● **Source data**
════════
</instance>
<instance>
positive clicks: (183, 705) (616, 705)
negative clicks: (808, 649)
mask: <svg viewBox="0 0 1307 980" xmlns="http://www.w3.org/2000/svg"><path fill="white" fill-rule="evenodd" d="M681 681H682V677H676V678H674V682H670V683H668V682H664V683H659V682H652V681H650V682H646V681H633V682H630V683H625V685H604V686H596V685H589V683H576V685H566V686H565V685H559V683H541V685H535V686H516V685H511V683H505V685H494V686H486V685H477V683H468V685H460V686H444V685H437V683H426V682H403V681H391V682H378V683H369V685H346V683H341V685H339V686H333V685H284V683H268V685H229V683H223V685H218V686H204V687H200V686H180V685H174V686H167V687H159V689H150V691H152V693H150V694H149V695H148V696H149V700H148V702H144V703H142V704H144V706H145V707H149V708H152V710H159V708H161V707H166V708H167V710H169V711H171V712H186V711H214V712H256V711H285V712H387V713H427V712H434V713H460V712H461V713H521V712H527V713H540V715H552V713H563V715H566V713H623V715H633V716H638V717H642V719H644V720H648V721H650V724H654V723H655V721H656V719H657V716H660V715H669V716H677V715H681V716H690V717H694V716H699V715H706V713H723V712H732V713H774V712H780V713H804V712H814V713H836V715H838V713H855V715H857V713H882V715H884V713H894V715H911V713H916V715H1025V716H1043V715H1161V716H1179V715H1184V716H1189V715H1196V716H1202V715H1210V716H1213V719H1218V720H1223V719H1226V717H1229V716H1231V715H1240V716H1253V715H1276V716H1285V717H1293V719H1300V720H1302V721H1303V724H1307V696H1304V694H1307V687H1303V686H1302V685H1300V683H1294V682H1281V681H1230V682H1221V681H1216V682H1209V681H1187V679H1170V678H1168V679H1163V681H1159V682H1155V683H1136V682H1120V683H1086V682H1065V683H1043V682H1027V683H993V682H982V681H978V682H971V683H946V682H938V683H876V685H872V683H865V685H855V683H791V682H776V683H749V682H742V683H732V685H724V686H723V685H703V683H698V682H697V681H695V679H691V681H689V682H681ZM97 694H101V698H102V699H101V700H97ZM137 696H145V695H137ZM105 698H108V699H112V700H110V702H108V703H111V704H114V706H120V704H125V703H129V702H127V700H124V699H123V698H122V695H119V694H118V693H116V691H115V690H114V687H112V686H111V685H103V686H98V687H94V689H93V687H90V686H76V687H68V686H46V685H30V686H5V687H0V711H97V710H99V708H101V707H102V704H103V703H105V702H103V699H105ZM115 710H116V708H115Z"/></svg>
════════
● **Job item**
Pull out every line of the rows above that contains the string "clicks", matching case exactly.

● **Response**
positive clicks: (183, 705) (616, 705)
negative clicks: (808, 649)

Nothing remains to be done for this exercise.